From Bill Clinton to David Letterman, to Bill Cosby – there seems to be no lack of men at midlife being caught with their pants down. The rampant headlines of this affair or that, begs the age-old question: Why do men cheat? And does midlife really have anything to do with it?
There has long been speculation that men are more “hard-wired” than women are to cheat. The theory goes that the biological impetus to “spread one’s seed” makes monogamy impractical from a survival of the species standpoint, and a few thousand years of “civilization” cannot unwind millions of years of evolution.
This may be true – but by the same token, based on our ancestry, it can be said that humans are similarly programmed to eat meat – yet some choose to be vegetarians. Interestingly enough, a recent study conducted by the UCLA Center on Behavior and Culture found that it might actually be women, and not men, who are genetically predisposed to cheat but only during peak periods of fertility.
However, Elizabeth Pillsworth, co-author of the study and an assistant professor of communication and psychology at UCLA, still concluded that while her research may have discovered an evolutionary basis for the desire to cheat “whether someone translates that into unfaithful behaviors is a matter of their own choosing. Cheating is a choice.”

#### [Data to examine]
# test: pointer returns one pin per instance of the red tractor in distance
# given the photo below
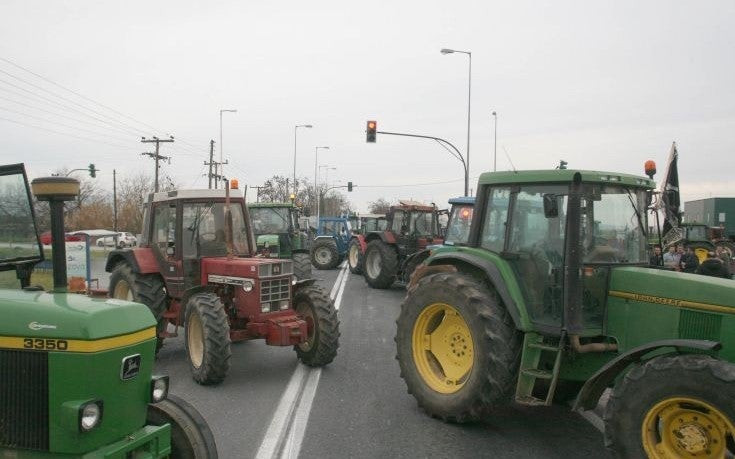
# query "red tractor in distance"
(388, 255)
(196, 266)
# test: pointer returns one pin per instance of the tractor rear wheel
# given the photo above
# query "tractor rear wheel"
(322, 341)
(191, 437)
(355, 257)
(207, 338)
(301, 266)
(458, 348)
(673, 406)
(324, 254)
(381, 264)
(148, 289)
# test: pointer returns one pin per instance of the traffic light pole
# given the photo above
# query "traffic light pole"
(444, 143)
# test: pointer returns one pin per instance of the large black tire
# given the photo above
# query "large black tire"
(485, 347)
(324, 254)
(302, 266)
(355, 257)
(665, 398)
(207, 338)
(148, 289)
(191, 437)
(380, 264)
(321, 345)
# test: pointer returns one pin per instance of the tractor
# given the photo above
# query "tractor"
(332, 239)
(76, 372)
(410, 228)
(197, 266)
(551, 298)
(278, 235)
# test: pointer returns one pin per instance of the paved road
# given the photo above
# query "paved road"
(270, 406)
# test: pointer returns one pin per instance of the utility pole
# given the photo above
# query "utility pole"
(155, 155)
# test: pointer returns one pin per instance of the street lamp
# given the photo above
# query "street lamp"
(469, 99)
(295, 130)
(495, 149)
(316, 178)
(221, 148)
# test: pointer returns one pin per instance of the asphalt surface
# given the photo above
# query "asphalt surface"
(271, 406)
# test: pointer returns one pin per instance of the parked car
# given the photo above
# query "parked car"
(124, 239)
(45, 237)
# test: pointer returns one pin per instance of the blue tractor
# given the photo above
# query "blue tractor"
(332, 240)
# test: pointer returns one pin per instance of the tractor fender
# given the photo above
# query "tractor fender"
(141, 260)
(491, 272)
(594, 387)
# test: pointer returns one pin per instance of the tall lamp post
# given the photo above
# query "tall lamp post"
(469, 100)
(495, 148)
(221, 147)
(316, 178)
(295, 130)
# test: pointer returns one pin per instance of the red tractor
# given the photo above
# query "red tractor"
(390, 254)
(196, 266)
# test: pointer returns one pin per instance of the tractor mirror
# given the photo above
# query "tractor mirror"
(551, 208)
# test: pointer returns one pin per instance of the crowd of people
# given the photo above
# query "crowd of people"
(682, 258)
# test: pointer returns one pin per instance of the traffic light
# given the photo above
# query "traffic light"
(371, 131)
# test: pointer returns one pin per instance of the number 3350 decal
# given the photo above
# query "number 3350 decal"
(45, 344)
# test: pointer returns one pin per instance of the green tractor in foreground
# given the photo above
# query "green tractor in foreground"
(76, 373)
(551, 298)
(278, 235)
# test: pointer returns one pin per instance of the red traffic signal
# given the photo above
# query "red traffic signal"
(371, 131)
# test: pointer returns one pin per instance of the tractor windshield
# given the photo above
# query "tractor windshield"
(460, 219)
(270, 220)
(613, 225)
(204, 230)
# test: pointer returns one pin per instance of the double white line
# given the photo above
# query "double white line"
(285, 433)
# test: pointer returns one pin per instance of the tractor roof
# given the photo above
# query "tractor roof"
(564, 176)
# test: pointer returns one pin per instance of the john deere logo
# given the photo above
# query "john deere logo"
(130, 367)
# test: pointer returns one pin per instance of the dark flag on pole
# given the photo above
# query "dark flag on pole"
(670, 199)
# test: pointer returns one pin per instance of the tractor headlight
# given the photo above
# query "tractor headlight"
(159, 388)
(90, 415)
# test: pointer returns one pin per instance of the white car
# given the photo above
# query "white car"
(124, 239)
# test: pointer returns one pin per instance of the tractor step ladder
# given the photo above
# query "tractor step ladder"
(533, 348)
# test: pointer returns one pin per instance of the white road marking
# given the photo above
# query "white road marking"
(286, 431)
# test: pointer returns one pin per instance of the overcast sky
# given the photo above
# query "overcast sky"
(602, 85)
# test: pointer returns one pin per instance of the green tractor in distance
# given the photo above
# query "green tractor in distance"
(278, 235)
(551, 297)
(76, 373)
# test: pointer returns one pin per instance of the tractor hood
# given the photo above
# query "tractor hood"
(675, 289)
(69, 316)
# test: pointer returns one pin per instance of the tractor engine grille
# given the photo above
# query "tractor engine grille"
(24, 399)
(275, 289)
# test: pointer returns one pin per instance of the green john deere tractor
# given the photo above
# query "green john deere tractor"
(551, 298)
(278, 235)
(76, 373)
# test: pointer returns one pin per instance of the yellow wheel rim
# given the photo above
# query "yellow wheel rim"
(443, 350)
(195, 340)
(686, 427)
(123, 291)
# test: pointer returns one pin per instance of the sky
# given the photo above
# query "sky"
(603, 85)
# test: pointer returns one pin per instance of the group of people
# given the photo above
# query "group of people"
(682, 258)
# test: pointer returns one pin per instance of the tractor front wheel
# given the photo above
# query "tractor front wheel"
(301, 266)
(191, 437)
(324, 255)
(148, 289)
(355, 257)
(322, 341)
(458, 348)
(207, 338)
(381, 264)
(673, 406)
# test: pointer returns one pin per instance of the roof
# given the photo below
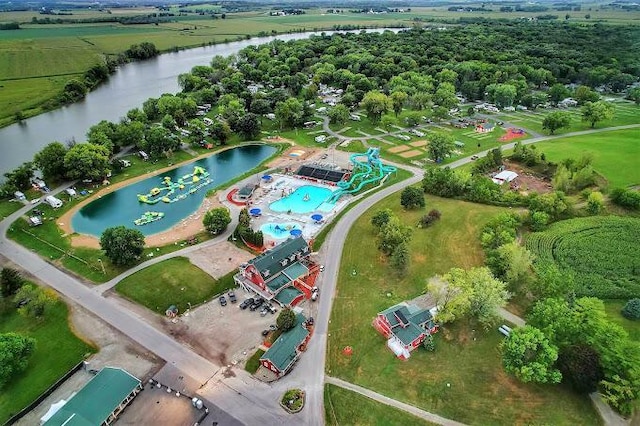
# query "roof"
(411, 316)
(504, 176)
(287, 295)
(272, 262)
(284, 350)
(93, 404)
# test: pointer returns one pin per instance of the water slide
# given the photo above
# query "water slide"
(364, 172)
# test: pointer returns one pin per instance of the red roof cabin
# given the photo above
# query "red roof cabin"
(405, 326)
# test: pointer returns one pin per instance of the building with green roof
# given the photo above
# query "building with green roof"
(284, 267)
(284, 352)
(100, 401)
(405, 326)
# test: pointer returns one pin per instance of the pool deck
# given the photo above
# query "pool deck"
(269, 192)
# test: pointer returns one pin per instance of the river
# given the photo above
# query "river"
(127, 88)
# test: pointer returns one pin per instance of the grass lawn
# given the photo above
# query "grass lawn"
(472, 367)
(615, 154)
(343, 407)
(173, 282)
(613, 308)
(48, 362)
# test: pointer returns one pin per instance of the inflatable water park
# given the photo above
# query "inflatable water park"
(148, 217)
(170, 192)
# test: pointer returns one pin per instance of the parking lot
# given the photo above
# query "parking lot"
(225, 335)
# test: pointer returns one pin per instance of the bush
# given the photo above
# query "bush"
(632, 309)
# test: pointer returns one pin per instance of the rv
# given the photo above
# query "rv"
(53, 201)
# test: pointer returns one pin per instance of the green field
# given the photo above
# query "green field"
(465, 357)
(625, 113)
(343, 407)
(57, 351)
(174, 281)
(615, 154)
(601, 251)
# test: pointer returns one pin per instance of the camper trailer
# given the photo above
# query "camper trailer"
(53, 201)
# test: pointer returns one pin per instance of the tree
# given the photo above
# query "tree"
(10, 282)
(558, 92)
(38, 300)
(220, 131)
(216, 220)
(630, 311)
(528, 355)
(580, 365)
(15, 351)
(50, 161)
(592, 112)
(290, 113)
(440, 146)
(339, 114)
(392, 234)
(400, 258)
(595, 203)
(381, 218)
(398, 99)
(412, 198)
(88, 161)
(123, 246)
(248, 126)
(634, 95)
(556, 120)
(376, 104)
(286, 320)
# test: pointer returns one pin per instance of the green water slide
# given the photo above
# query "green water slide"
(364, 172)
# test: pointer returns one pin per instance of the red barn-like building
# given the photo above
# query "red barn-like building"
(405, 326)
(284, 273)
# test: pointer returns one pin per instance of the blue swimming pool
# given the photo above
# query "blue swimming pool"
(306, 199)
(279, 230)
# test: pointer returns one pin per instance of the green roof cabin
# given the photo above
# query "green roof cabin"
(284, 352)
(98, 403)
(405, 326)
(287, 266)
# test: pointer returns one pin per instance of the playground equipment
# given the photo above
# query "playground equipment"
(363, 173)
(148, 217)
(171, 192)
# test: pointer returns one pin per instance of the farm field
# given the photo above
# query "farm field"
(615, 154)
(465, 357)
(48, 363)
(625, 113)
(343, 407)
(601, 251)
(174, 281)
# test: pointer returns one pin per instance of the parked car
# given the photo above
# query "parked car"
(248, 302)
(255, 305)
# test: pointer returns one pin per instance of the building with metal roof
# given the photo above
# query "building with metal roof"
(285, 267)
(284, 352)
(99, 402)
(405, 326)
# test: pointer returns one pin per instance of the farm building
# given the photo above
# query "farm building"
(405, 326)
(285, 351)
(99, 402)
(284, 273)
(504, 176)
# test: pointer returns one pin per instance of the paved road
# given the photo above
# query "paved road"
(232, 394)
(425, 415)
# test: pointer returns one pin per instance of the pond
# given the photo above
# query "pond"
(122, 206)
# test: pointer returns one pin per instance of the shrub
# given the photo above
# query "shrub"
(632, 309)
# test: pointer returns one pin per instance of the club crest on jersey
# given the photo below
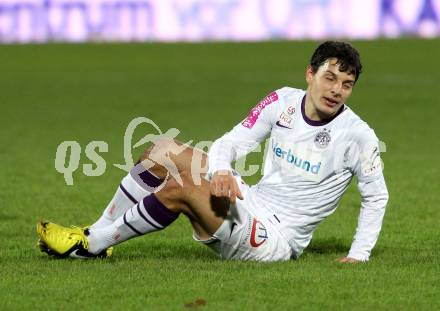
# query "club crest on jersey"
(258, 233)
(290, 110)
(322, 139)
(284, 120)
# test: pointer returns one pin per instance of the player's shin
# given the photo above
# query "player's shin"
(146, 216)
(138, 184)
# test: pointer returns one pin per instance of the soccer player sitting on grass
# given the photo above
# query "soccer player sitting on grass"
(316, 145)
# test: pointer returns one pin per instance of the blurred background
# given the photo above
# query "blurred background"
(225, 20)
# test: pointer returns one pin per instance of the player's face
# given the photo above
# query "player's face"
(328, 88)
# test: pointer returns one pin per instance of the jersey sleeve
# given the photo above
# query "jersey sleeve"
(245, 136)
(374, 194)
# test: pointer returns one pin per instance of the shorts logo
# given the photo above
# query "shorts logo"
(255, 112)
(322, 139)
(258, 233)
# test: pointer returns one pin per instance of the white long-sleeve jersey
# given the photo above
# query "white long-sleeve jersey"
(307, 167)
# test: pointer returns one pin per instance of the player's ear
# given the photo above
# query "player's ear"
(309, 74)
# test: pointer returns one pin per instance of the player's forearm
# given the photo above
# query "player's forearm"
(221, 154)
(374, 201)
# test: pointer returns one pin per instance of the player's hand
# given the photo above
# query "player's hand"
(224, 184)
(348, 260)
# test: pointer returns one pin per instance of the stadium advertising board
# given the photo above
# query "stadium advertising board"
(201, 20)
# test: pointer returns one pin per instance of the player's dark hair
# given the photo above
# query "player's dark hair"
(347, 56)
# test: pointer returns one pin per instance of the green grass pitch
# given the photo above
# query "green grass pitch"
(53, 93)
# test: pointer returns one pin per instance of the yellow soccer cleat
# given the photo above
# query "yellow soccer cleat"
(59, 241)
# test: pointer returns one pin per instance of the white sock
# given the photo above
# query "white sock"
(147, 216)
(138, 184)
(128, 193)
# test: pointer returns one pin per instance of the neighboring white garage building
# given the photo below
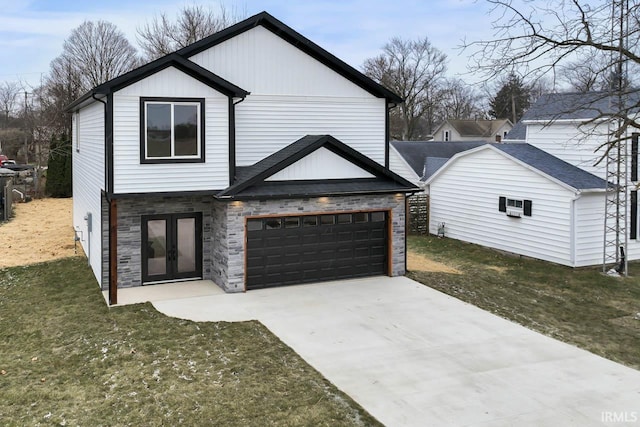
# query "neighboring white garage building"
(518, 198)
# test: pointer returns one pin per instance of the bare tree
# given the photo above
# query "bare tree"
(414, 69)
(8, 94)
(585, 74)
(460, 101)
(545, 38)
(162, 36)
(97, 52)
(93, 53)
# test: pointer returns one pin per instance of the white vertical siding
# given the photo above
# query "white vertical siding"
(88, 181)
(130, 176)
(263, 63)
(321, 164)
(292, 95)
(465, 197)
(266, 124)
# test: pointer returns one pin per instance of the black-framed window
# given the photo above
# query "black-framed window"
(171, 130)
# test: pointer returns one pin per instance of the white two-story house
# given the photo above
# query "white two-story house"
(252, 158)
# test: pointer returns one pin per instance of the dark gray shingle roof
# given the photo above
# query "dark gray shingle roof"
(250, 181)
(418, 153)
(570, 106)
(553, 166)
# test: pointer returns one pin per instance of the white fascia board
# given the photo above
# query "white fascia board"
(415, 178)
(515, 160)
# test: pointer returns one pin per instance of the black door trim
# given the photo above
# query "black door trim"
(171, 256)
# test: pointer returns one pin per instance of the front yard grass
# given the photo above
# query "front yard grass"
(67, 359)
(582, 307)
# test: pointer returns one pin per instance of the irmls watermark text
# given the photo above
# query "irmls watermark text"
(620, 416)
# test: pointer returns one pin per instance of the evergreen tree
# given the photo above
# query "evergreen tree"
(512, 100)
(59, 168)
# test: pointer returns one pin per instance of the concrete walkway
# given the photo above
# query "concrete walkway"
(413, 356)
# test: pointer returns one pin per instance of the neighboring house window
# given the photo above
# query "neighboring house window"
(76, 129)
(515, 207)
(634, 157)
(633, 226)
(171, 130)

#### [Complete the following]
(a) Reproduce the passage on why men cheat from "From Bill Clinton" to "do with it?".
(b) According to the passage on why men cheat, is each statement below true? Answer yes or no for each and quote the words that decide it. (i) The UCLA study found that women may be genetically predisposed to cheat only during peak periods of fertility. (ii) Elizabeth Pillsworth is a professor of sociology at UCLA. (iii) Pillsworth concluded that cheating is not a matter of choice.

#### [List of solutions]
(a)
From Bill Clinton to David Letterman, to Bill Cosby – there seems to be no lack of men at midlife being caught with their pants down. The rampant headlines of this affair or that, begs the age-old question: Why do men cheat? And does midlife really have anything to do with it?

(b)
(i) Yes: "it might actually be women, and not men, who are genetically predisposed to cheat but only during peak periods of fertility."
(ii) No: "an assistant professor of communication and psychology at UCLA"
(iii) No: "Cheating is a choice."